HOW TO COMPLETE THIS TASK
Go through the data below. List every line that holds the word "player".

INPUT DATA
----

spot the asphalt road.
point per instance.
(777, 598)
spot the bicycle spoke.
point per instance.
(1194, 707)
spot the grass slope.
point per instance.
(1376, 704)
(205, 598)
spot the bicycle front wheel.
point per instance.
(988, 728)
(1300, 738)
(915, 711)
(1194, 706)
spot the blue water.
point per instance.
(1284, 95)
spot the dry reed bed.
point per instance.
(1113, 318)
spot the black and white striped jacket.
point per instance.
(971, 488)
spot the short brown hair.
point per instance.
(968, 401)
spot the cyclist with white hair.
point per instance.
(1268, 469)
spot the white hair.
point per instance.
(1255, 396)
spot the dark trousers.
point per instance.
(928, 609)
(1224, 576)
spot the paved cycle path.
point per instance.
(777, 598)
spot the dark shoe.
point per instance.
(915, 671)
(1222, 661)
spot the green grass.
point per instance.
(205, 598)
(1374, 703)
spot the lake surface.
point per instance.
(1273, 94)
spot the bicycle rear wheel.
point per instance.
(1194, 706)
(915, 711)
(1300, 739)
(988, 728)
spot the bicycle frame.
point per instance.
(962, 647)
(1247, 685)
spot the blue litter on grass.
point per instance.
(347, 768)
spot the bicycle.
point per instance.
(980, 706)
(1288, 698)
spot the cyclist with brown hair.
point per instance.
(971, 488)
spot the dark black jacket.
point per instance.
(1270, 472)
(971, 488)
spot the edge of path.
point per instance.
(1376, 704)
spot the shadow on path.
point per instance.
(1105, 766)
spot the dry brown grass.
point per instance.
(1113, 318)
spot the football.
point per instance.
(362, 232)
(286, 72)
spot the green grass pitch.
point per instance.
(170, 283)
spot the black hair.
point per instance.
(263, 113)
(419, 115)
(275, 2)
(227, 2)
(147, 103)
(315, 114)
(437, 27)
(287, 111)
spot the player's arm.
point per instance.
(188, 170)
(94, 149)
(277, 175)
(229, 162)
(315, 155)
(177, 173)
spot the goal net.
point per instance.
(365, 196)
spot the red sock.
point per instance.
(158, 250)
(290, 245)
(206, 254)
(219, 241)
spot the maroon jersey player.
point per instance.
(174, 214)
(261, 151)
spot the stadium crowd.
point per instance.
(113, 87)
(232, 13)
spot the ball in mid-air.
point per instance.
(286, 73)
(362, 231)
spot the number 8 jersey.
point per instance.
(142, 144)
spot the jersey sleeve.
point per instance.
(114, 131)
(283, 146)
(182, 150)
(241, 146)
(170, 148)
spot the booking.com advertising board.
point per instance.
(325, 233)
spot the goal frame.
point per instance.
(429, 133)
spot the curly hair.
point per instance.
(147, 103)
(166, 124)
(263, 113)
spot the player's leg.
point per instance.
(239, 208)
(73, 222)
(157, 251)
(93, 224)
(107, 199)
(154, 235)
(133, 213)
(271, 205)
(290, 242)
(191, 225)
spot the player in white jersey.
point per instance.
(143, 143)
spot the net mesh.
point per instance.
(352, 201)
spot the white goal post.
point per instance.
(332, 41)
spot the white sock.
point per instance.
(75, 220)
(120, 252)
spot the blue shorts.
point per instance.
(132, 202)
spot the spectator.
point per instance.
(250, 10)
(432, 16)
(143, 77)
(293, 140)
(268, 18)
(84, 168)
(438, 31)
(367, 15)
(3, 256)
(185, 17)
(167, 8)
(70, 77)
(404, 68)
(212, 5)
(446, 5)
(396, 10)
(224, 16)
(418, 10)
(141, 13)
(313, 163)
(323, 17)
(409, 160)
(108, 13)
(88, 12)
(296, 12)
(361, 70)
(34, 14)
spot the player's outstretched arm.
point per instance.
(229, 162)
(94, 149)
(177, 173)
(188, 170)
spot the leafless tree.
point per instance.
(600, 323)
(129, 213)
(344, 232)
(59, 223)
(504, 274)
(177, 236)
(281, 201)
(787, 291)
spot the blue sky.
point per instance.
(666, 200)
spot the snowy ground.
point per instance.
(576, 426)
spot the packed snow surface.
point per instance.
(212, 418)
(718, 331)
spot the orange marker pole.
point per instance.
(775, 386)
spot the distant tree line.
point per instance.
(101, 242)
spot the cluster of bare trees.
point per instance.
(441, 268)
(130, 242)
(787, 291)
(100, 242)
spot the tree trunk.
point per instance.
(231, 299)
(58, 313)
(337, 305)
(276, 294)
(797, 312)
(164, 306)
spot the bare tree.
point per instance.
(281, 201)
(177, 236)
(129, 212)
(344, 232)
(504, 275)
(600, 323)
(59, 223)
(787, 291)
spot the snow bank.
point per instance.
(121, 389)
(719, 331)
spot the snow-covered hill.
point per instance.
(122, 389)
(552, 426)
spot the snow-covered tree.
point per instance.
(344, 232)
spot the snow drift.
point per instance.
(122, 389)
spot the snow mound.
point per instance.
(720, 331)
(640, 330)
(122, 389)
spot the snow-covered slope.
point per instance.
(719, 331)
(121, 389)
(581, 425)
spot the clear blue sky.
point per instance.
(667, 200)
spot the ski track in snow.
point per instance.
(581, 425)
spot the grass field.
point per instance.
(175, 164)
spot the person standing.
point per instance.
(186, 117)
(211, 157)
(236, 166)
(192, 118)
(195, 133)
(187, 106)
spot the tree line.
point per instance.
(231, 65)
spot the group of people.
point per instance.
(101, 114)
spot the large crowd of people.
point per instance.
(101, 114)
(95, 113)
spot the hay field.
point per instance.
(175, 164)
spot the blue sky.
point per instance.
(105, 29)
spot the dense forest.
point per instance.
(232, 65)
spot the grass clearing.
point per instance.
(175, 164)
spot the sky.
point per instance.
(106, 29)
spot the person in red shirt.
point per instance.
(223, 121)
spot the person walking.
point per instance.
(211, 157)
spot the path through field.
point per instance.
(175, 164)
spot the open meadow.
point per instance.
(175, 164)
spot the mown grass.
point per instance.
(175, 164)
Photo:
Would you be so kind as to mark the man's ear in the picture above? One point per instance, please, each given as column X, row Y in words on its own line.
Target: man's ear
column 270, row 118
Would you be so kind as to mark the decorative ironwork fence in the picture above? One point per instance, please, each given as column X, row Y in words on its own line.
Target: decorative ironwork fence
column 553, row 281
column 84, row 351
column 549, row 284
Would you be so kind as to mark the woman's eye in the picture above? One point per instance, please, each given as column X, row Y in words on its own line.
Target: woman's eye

----

TASK ANSWER
spot the player's arm.
spot the maroon jersey player.
spot the player's leg.
spot the player in white jersey.
spot the player's outstretched arm.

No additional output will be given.